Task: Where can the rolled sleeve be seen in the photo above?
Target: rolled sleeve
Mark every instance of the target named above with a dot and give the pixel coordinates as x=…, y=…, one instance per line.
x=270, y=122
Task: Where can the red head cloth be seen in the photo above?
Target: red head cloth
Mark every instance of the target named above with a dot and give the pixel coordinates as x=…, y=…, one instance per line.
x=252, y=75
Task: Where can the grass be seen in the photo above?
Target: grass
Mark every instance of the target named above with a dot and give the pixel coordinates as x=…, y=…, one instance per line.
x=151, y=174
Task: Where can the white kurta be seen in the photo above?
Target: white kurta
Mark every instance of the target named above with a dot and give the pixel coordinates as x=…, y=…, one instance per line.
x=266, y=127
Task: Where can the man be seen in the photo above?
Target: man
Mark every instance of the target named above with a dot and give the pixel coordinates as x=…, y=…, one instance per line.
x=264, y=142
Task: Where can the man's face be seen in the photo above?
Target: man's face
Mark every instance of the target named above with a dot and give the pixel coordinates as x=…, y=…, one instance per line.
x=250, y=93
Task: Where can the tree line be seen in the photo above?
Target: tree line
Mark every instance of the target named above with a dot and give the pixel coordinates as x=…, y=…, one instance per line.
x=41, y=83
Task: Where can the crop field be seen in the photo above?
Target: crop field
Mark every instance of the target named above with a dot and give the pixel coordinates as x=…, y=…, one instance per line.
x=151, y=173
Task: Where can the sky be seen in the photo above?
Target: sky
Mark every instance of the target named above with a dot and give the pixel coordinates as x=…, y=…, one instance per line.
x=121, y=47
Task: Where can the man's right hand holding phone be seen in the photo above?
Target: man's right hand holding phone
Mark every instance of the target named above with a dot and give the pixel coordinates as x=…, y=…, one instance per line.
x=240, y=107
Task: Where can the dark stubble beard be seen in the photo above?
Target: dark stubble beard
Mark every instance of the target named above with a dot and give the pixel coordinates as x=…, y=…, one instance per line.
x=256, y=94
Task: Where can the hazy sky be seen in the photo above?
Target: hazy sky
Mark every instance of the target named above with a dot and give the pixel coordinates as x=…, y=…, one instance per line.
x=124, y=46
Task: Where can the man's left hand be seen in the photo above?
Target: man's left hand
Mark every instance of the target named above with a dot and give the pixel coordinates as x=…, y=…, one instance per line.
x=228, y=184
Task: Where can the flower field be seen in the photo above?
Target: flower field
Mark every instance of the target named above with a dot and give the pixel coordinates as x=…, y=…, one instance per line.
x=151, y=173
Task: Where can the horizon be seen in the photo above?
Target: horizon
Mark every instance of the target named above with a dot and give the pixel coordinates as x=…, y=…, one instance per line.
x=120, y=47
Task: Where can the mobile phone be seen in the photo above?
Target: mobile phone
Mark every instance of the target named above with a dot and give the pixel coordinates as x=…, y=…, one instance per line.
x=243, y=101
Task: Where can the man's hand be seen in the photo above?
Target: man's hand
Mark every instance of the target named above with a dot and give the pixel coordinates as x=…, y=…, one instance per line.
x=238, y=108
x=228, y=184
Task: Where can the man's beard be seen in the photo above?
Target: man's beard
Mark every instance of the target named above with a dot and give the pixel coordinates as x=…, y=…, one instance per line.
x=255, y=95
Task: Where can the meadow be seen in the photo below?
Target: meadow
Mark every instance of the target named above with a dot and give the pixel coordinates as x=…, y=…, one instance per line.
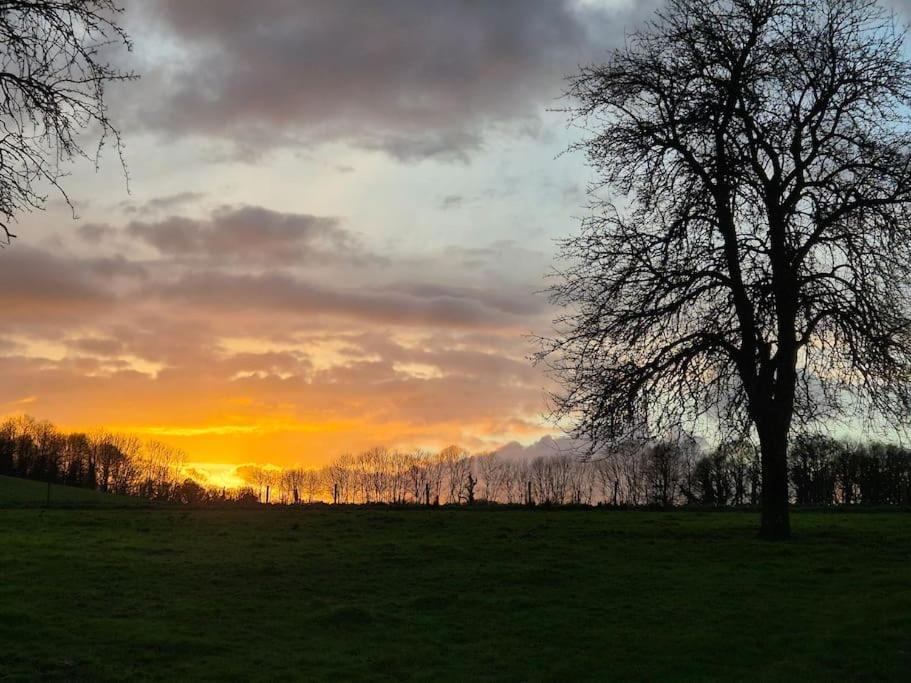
x=100, y=590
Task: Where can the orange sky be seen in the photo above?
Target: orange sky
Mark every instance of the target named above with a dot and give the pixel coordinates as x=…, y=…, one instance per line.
x=336, y=233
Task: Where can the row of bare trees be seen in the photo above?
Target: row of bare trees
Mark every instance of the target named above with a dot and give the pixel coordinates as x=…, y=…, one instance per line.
x=663, y=474
x=109, y=462
x=823, y=471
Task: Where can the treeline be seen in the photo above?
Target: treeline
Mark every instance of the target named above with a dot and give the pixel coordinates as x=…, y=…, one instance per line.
x=108, y=462
x=823, y=471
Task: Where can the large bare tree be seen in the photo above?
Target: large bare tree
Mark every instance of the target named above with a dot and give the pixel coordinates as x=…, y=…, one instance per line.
x=53, y=71
x=752, y=268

= = = = = = =

ABOUT THIS TASK: The required output is the stretch of entries above from the line containing "Task: Where can the tree line" through the line containing "Target: man's right hand holding phone", reproduced exactly.

OUTPUT:
Task: Where can the tree line be seen in the photo above?
Target: tree line
Mark every instance of the target named above with a dot and give the pixel coordinates as x=…, y=…, one instance per line.
x=41, y=83
Task: Where can the crop field be seen in the photo above?
Target: crop field
Mark every instance of the target named above with a dot and give the pixel coordinates as x=…, y=…, one instance per line.
x=151, y=173
Task: Where can the sky be seen in the photo above?
Target: sky
Mark every instance of the target named above with a dot and give the pixel coordinates as x=…, y=…, one instance per line.
x=121, y=47
Task: Where can the man's right hand holding phone be seen in the photo above?
Target: man's right hand holding phone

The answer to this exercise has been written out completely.